[start of Provided data]

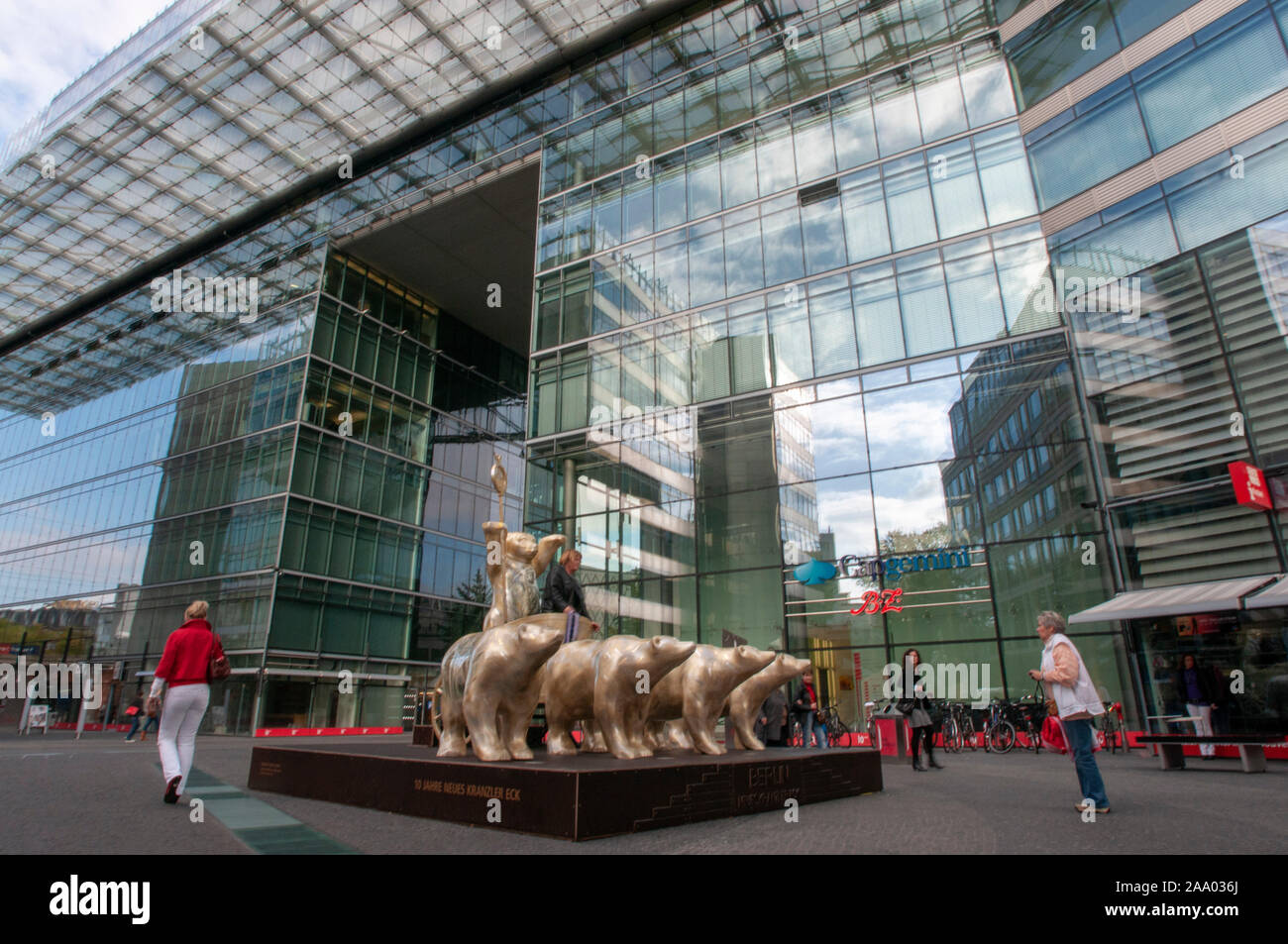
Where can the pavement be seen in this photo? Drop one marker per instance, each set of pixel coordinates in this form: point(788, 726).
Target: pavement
point(101, 794)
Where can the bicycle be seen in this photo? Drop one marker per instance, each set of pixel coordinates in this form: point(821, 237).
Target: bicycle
point(999, 733)
point(949, 733)
point(870, 710)
point(966, 725)
point(1113, 730)
point(837, 732)
point(1029, 716)
point(960, 728)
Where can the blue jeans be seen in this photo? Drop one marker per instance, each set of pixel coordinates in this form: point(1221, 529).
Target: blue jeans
point(1081, 734)
point(809, 721)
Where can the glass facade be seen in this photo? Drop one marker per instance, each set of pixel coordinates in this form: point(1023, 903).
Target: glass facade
point(795, 294)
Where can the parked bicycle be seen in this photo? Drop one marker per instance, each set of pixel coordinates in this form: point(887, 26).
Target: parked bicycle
point(1029, 713)
point(837, 732)
point(958, 728)
point(999, 732)
point(870, 710)
point(1113, 728)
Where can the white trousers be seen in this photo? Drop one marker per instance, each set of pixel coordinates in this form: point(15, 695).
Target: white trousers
point(180, 716)
point(1203, 726)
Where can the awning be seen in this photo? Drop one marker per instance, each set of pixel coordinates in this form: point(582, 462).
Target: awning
point(1274, 595)
point(1181, 599)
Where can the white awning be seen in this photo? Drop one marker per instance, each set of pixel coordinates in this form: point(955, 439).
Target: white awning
point(1274, 595)
point(1181, 599)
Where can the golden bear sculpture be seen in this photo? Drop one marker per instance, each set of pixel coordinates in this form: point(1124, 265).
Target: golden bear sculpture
point(698, 689)
point(606, 682)
point(746, 699)
point(489, 685)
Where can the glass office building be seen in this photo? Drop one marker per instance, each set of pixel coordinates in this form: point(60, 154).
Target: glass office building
point(971, 301)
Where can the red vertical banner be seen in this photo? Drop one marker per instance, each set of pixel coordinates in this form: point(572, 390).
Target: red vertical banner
point(1249, 485)
point(861, 690)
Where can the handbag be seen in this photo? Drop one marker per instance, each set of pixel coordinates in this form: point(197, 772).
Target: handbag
point(1052, 736)
point(1038, 695)
point(219, 668)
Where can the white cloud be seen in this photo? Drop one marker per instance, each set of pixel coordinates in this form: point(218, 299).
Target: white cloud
point(46, 46)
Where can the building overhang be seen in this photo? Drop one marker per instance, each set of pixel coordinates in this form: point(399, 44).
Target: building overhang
point(1183, 599)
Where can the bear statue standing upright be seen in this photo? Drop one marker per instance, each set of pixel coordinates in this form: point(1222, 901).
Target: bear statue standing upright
point(699, 686)
point(489, 685)
point(608, 682)
point(746, 699)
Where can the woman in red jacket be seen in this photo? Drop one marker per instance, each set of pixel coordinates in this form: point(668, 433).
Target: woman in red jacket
point(184, 672)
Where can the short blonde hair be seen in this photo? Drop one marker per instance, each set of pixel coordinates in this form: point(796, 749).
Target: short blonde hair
point(1050, 618)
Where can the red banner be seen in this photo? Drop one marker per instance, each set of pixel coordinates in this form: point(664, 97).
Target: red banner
point(1249, 485)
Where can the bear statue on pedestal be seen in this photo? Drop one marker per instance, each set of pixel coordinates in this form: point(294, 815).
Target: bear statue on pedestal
point(746, 699)
point(608, 682)
point(489, 685)
point(698, 689)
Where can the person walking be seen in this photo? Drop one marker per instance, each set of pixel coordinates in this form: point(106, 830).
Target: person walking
point(773, 719)
point(807, 706)
point(134, 711)
point(1196, 689)
point(915, 708)
point(563, 591)
point(1077, 702)
point(184, 674)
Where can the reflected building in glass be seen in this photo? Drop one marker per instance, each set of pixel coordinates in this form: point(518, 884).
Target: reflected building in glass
point(729, 286)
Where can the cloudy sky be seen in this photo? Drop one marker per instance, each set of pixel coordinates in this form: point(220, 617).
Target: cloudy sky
point(46, 44)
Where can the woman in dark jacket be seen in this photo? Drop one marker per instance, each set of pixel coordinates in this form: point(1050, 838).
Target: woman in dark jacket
point(917, 711)
point(563, 592)
point(1196, 689)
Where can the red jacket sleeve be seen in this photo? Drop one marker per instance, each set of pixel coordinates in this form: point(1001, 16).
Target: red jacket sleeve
point(166, 665)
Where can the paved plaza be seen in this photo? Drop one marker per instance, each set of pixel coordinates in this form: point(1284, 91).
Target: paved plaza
point(102, 794)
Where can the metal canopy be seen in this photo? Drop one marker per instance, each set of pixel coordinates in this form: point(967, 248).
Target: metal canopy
point(1177, 600)
point(1274, 595)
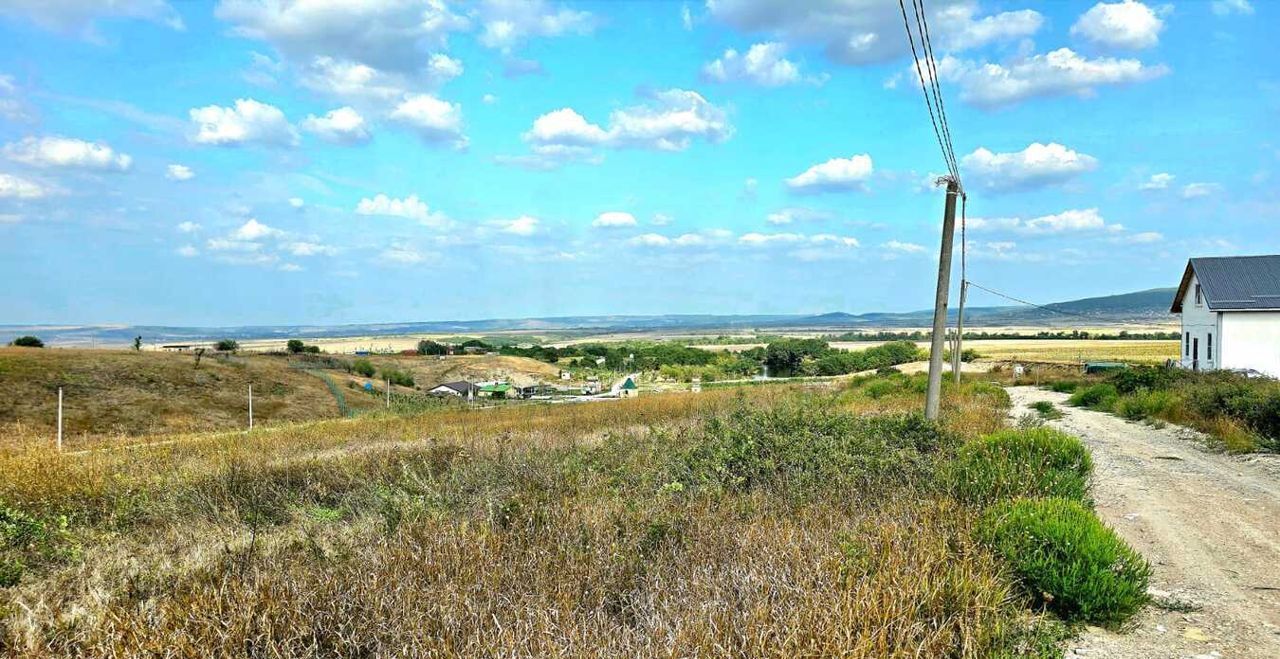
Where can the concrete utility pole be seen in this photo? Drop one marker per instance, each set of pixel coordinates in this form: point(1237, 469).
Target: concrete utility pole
point(933, 397)
point(956, 358)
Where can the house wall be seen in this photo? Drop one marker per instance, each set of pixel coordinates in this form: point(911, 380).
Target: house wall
point(1201, 323)
point(1251, 341)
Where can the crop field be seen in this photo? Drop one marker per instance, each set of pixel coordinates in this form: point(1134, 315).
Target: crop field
point(762, 521)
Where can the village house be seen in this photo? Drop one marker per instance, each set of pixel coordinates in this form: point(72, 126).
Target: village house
point(1230, 314)
point(461, 389)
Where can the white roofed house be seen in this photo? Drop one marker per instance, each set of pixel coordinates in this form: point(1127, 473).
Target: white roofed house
point(1230, 314)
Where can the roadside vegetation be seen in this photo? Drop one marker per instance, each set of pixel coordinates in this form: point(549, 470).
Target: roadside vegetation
point(758, 521)
point(1242, 413)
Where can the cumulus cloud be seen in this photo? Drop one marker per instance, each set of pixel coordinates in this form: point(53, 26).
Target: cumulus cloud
point(868, 31)
point(67, 152)
point(391, 35)
point(613, 219)
point(408, 207)
point(1157, 182)
point(1036, 166)
point(1125, 24)
point(247, 122)
point(19, 188)
point(671, 120)
point(81, 17)
point(508, 23)
point(837, 174)
point(343, 126)
point(522, 225)
point(433, 119)
point(1059, 73)
point(798, 214)
point(762, 64)
point(1192, 191)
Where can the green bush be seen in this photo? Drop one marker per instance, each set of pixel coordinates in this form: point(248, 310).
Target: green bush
point(1146, 404)
point(1096, 397)
point(1068, 559)
point(362, 367)
point(1011, 463)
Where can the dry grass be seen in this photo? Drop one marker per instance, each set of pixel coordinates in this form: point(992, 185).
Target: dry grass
point(533, 530)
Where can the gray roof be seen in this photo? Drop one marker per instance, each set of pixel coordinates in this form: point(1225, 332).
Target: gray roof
point(1234, 282)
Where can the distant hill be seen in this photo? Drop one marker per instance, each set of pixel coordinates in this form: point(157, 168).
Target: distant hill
point(1141, 307)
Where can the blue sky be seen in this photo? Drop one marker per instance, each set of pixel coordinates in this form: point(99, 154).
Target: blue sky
point(315, 163)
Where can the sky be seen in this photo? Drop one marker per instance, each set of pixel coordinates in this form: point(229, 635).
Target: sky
point(324, 161)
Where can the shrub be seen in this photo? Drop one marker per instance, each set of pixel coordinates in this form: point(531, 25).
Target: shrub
point(1011, 463)
point(1096, 397)
point(1068, 559)
point(1146, 404)
point(362, 367)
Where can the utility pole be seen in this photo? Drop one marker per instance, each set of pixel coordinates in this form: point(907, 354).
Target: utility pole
point(933, 397)
point(956, 358)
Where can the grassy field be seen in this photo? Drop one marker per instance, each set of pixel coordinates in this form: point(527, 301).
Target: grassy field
point(740, 522)
point(126, 393)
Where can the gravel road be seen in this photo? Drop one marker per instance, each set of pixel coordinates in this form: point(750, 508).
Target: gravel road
point(1208, 522)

[end of Provided data]

Written request
Starting at the beginning of the records and stopping after the line that contains "point(809, 721)", switch "bicycle" to "bike" and write those lines out again with nothing else changed. Leave the pictures out.

Full solution
Where can the pavement be seen in this photo? Drop one marker per instance, each set of pixel coordinates in this form: point(788, 726).
Target: pavement
point(101, 794)
Where can the bike be seen in this photo? Drop one marker per instance, each set of pixel coordinates in this form: point(821, 237).
Target: bike
point(999, 733)
point(949, 733)
point(870, 710)
point(966, 725)
point(1113, 730)
point(837, 732)
point(1029, 716)
point(960, 728)
Where can the blue jeans be seen in this photo? Drop one marker per instance, each set of pixel coordinates in this form: point(1221, 529).
Target: blue jeans
point(1081, 734)
point(809, 721)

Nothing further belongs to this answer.